+++ Supplied data

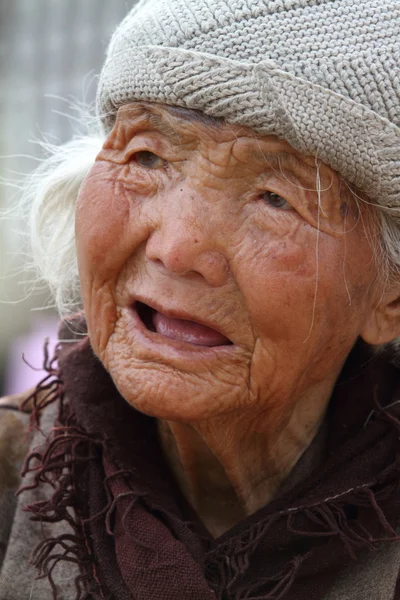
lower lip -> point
(159, 342)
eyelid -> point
(162, 162)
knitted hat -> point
(322, 74)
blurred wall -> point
(50, 53)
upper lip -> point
(178, 314)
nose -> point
(185, 239)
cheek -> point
(298, 289)
(102, 231)
(278, 280)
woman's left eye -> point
(149, 160)
(275, 200)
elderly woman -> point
(224, 425)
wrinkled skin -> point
(192, 231)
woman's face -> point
(214, 277)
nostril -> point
(145, 313)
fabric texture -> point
(119, 516)
(322, 74)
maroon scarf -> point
(136, 537)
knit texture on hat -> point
(322, 74)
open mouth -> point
(183, 330)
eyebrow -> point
(165, 126)
(285, 161)
(280, 161)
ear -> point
(383, 325)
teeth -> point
(146, 313)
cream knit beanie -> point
(322, 74)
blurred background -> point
(51, 52)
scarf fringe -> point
(69, 448)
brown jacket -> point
(372, 579)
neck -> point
(231, 466)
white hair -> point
(47, 205)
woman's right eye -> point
(148, 160)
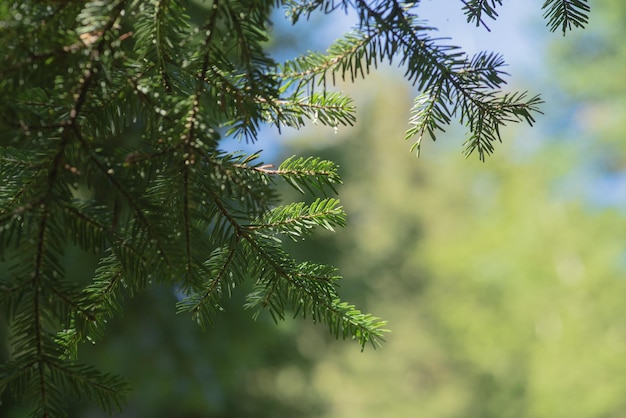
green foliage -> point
(112, 115)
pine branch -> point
(566, 13)
(475, 9)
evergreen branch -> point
(566, 13)
(296, 219)
(475, 9)
(308, 173)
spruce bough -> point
(111, 117)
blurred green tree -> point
(111, 116)
(504, 284)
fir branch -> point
(475, 9)
(566, 13)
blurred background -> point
(504, 283)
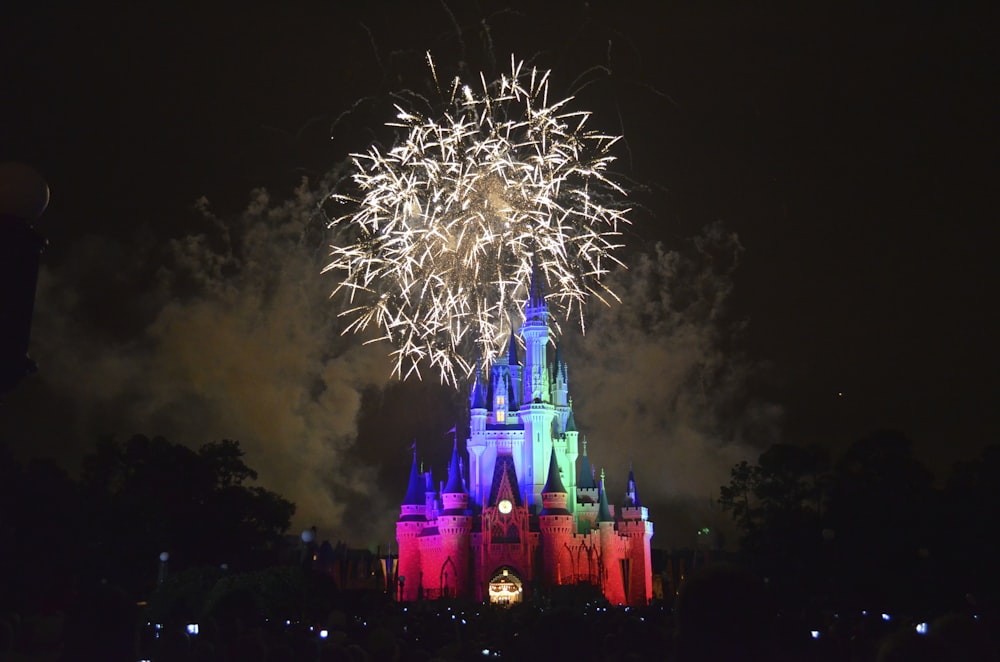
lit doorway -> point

++++++

Copy out all the data exactly; skip the pictures.

Task response:
lower lip -> point
(159, 342)
eyelid -> point
(162, 162)
knitted hat -> point
(322, 74)
blurred wall -> point
(50, 53)
upper lip -> point
(178, 314)
nose -> point
(185, 239)
cheek -> point
(298, 289)
(102, 231)
(278, 280)
woman's left eye -> point
(149, 160)
(275, 200)
elderly woman -> point
(224, 425)
wrinkled skin -> point
(192, 231)
woman's face -> point
(214, 277)
nostril -> point
(145, 313)
fabric texture -> point
(119, 516)
(322, 74)
maroon scarf -> point
(136, 537)
knit texture on hat -> point
(322, 74)
open mouth -> point
(183, 330)
eyebrow -> point
(165, 126)
(285, 161)
(280, 161)
ear -> point
(383, 325)
teeth -> point
(146, 313)
cream knit beanie -> point
(322, 74)
blurred background -> point
(51, 52)
scarf fringe -> point
(69, 448)
brown jacket -> point
(372, 579)
neck -> point
(231, 466)
white hair -> point
(47, 205)
woman's right eye -> point
(148, 160)
green foliage -> point
(112, 115)
pine branch -> point
(566, 13)
(475, 9)
evergreen branch -> point
(566, 13)
(296, 219)
(475, 9)
(308, 173)
spruce bough -> point
(111, 117)
blurred green tree -> point
(111, 116)
(504, 284)
fir branch -> point
(475, 9)
(566, 13)
blurred background -> point
(504, 283)
lit doorway -> point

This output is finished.